***** Passage shown *****
Ellen Wagner and I are collaborating on few ID-related sessions for the eLearning Guild’s upcoming Learning Solutions Conference & Expo in Orlando.
As we prepare for our session, we’re thinking a lot about ID competencies and eLearning in the real world.
We’re interested in looking at what’s being advertised for in ID positions – perhaps compared to what people are actually doing. What skills and competencies are ID positions actually asking for? Do they align with what you’re actually doing? Do they align with how people are prepared to do their jobs?
Would you be willing to share your current ID job description with us? I promise we’ll keep it anonymous. Of if you hire IDs, would you send me the posting?
We’ll be doing some Wordles and analysis of these job descriptions and will be sure to share our results with all of you.
Either post in comments or send directly to me at cammybean @ gmail dot com.
Thanks!
3 comments:
Boy am I glad someone is doing this, and I sincerely hope organizations take note of the results.
It's used to be that IDs were IDs, and eLearning Developers were Flash Programmers or Multimedia Developers, or in the old days Authorware programmers. These days, nearly every ID job posting I see is looking for eLearning development experience, or the eLearning positions are looking for ID and in some cases facilitation experience. Job roles have become convoluted in the last 5 or 10 years and it's like companies want all of these skills in one person that used to be in three. Frankly I think it's unrealistic.
I saw a position last week that wanted a experienced ILT facilitator that could also program Flash eLearning. Oy.
*****
## What the exercise asks
Write out the post on instructional design job descriptions word for word, starting with "It's used to" and going on through "Flash eLearning. Oy.".
***** Material *****
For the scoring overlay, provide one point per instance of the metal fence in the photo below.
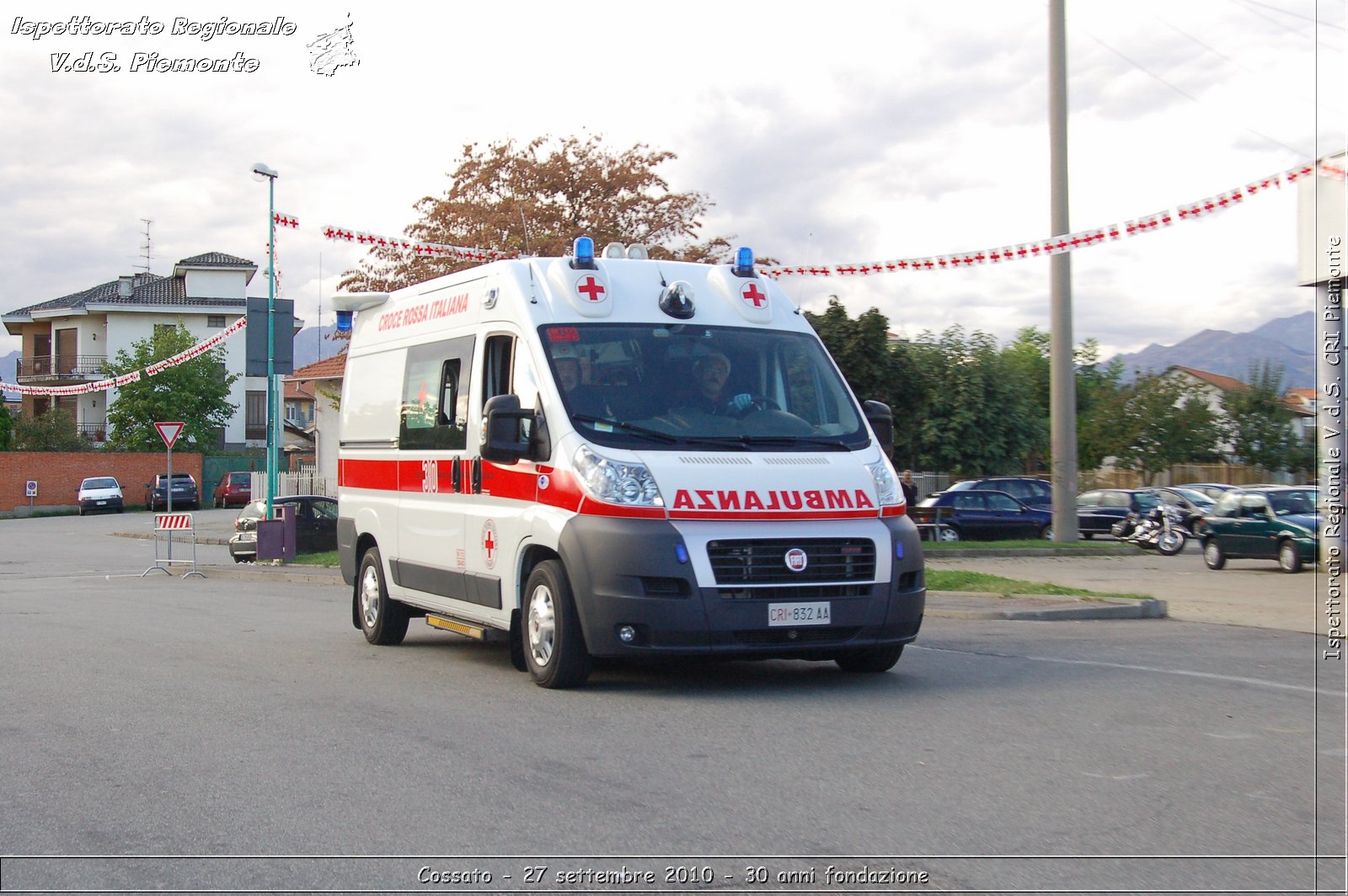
*****
## Result of the task
It's used to be that IDs were IDs, and eLearning Developers were Flash Programmers or Multimedia Developers, or in the old days Authorware programmers. These days, nearly every ID job posting I see is looking for eLearning development experience, or the eLearning positions are looking for ID and in some cases facilitation experience. Job roles have become convoluted in the last 5 or 10 years and it's like companies want all of these skills in one person that used to be in three. Frankly I think it's unrealistic.
I saw a position last week that wanted a experienced ILT facilitator that could also program Flash eLearning. Oy.